Exploration du contenu:
1. Recopiez fidèlement l'extrait cité depuis « C’est un texte » jusqu'à « doit être salué. » inclus.
2. D'après l'extrait cité, pourquoi le recours à la médiation pour conclure un préavis est-il facultatif ? Répondez en une à trois phrases.

Extrait cité:
----------
Les opérateurs, qu’ils soient fournisseurs ou distributeurs, ont un intérêt commun à ce que les flux de ventes ne s’interrompent pas en cas d’échec de la négociation annuelle. Mais la relation commerciale doit parfois s’interrompre. C’est précisément cette situation qui requérait un encadrement juridique beaucoup plus précis.

Le Gouvernement considérait qu’un équilibre satisfaisant avait été trouvé à l’issue de vos travaux en commission. À cet égard, je tiens tout particulièrement à remercier de leur engagement Mme la présidente Sophie Primas et Mme la rapporteure Anne-Catherine Loisier, qui ont essayé de sécuriser juridiquement ce dispositif assez complexe tout au long de la navette. C’est en effet de visibilité et de clarté que les acteurs de la chaîne agroalimentaire ont besoin.

L’écriture retenue en CMP laisse un choix clair au fournisseur et dispose que tout préavis tient compte des conditions économiques de marché, précision ô combien utile en période inflationniste.

Par ailleurs, le recours à la médiation pour conclure un préavis est facultatif, ce qui évitera l’engorgement des saisines du médiateur et le report systématique que nous pouvions craindre de la date butoir.

C’est un texte qui a atteint son point d’équilibre en évitant les écueils que les versions antérieures avaient pu soulever. C’est aussi un texte empreint d’une certaine prudence, parce qu’il est expérimental. L’apport décisif du Sénat sur cet article doit être salué.
----------
Entrées du jeu de données
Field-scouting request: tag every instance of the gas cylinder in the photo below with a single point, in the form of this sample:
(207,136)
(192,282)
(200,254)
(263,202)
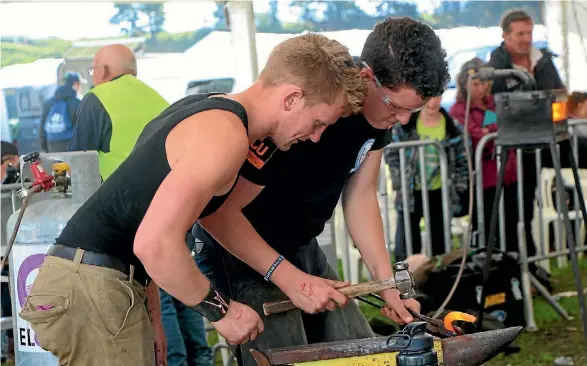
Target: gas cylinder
(44,218)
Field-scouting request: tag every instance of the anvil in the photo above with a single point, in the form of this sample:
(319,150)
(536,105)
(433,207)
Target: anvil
(465,350)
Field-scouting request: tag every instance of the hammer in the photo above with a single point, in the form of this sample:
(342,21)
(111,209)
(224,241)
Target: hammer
(402,280)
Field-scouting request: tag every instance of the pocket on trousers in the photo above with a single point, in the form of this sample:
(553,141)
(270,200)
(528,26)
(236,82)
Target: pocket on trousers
(117,300)
(47,314)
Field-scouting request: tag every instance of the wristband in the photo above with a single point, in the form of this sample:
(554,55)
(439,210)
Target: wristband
(272,268)
(214,306)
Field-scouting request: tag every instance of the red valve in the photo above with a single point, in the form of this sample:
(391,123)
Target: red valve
(42,179)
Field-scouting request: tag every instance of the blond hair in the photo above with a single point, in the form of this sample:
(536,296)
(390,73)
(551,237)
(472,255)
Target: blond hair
(321,67)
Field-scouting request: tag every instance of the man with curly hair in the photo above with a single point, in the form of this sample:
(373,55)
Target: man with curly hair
(295,193)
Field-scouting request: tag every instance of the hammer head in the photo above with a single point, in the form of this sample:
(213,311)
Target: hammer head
(404,280)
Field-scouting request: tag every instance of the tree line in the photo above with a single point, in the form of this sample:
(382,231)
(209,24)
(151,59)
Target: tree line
(333,15)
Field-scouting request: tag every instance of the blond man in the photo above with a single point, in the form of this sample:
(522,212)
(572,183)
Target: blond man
(87,305)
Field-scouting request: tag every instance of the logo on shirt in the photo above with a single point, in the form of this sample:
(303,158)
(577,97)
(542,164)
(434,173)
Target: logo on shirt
(260,152)
(362,154)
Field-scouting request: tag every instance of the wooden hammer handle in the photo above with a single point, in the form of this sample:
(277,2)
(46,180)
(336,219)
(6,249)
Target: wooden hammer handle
(360,289)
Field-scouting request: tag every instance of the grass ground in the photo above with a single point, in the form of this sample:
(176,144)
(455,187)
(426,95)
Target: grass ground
(555,337)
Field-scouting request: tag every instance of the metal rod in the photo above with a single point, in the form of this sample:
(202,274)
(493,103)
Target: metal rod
(491,239)
(385,195)
(523,249)
(425,200)
(558,230)
(575,154)
(446,206)
(405,203)
(501,217)
(570,239)
(540,204)
(479,187)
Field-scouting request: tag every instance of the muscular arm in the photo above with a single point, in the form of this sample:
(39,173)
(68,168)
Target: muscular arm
(363,216)
(363,220)
(211,154)
(233,231)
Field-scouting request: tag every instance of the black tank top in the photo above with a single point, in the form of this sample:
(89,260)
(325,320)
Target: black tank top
(108,221)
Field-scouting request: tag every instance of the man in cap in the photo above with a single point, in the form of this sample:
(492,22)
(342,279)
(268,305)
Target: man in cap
(57,118)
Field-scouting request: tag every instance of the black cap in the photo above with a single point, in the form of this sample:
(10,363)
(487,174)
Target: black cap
(73,77)
(8,149)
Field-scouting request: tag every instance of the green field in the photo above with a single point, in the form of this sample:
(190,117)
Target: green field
(555,337)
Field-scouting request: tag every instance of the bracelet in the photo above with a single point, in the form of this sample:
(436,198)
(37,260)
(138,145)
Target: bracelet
(273,266)
(214,306)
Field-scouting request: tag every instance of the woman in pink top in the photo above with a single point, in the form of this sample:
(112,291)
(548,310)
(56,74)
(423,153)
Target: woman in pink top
(482,122)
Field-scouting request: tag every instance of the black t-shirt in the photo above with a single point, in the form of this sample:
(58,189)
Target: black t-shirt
(108,221)
(303,185)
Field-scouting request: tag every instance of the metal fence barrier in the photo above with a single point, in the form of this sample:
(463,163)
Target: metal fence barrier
(445,184)
(560,253)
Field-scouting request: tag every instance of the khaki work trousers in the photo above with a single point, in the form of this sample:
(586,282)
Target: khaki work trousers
(89,315)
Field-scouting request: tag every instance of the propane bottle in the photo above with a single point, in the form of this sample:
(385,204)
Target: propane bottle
(44,218)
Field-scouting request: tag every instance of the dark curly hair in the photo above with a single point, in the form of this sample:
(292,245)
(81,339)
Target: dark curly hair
(404,51)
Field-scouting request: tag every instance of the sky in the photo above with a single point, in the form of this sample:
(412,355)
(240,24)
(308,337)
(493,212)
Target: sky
(74,20)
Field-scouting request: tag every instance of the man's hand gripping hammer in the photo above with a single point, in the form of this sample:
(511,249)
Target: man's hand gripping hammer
(402,280)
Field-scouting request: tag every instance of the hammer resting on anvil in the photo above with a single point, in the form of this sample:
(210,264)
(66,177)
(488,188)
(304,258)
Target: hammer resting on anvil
(402,280)
(466,350)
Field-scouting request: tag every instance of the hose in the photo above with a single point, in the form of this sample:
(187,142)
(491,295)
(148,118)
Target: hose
(15,231)
(470,208)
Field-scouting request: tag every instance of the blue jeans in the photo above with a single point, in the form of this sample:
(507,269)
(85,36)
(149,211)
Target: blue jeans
(186,336)
(185,331)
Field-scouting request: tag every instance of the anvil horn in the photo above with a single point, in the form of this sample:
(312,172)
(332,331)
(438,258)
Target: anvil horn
(260,358)
(477,348)
(465,350)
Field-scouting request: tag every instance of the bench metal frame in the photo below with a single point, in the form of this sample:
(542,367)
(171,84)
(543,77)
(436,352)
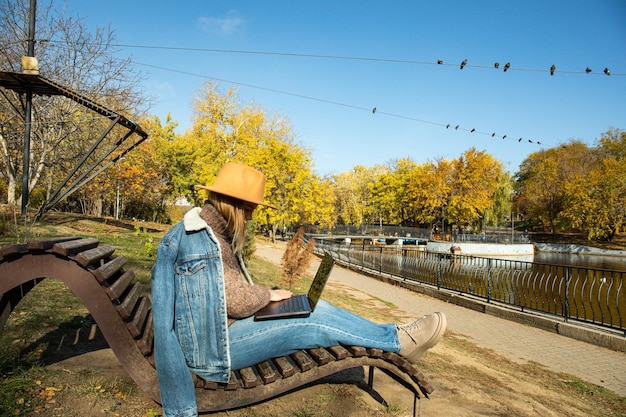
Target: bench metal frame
(123,315)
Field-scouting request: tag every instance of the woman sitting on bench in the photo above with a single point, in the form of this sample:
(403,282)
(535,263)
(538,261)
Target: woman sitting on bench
(204,301)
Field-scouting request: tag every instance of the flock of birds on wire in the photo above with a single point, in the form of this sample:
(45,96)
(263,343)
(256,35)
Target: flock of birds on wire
(506,67)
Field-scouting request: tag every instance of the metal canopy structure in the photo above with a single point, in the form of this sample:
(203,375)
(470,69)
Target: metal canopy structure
(23,83)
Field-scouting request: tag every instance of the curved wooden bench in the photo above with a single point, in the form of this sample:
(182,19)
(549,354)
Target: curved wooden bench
(123,314)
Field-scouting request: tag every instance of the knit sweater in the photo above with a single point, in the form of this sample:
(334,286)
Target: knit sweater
(242,299)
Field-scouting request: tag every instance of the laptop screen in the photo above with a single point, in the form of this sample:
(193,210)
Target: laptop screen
(323,272)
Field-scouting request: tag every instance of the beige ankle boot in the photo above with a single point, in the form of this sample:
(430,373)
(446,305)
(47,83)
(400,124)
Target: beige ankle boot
(420,335)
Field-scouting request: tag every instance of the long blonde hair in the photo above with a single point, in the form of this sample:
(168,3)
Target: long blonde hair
(232,210)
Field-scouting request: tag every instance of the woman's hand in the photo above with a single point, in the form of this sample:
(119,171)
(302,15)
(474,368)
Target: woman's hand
(277,295)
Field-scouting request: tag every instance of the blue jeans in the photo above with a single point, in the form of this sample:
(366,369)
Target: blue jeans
(252,341)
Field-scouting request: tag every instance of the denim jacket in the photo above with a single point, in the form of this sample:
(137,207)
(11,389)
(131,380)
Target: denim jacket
(189,313)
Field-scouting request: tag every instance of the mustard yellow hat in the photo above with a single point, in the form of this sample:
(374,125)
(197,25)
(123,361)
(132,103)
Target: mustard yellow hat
(241,182)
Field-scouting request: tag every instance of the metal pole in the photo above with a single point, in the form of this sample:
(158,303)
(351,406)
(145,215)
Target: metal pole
(28,110)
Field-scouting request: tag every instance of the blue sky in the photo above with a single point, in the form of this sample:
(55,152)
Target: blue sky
(383,55)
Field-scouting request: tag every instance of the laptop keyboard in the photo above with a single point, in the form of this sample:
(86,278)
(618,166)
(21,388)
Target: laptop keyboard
(296,303)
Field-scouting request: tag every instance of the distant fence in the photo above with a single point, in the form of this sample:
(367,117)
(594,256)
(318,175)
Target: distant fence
(595,296)
(490,235)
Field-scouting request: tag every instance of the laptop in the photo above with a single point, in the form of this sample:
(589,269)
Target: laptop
(301,305)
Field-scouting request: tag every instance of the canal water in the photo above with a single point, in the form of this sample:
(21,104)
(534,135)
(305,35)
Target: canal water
(588,261)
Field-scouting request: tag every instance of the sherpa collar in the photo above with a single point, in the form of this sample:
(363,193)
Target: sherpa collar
(192,220)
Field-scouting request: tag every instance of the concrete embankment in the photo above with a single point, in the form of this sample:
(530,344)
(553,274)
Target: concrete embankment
(517,249)
(577,249)
(482,249)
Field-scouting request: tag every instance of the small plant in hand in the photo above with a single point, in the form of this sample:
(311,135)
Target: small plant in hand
(296,258)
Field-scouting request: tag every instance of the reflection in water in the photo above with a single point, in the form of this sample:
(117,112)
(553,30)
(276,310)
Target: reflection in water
(588,261)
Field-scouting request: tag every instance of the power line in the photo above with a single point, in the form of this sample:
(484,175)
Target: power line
(373,110)
(496,66)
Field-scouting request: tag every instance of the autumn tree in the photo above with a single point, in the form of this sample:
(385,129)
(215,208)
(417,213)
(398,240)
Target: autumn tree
(428,191)
(225,130)
(76,57)
(542,178)
(389,191)
(297,257)
(596,199)
(474,181)
(354,197)
(502,205)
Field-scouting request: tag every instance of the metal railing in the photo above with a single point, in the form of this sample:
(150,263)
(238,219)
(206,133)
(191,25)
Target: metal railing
(595,296)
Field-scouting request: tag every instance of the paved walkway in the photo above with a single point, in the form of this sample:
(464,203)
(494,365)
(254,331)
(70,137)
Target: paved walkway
(600,366)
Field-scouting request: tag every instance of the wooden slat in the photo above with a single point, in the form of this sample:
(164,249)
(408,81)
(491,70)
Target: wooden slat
(357,351)
(118,288)
(233,383)
(126,308)
(339,352)
(266,372)
(303,361)
(321,356)
(72,247)
(136,325)
(146,343)
(248,378)
(109,269)
(285,367)
(13,249)
(375,353)
(95,255)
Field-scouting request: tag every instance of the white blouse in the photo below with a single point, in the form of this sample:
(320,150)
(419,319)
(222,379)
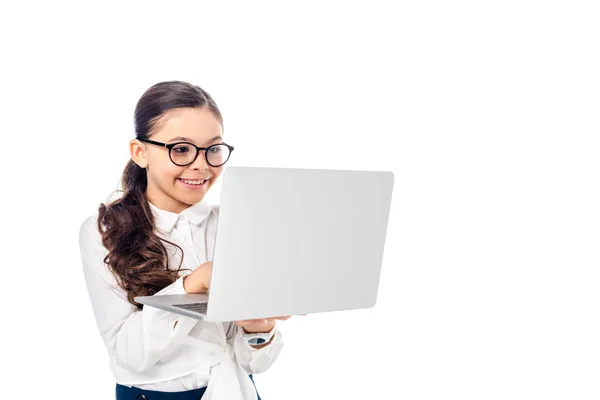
----------
Réponses:
1.
C’est un texte qui a atteint son point d’équilibre en évitant les écueils que les versions antérieures avaient pu soulever. C’est aussi un texte empreint d’une certaine prudence, parce qu’il est expérimental. L’apport décisif du Sénat sur cet article doit être salué.

2. Le recours à la médiation est facultatif afin d'éviter l'engorgement des saisines du médiateur. Ce choix doit également prévenir le report systématique de la date butoir.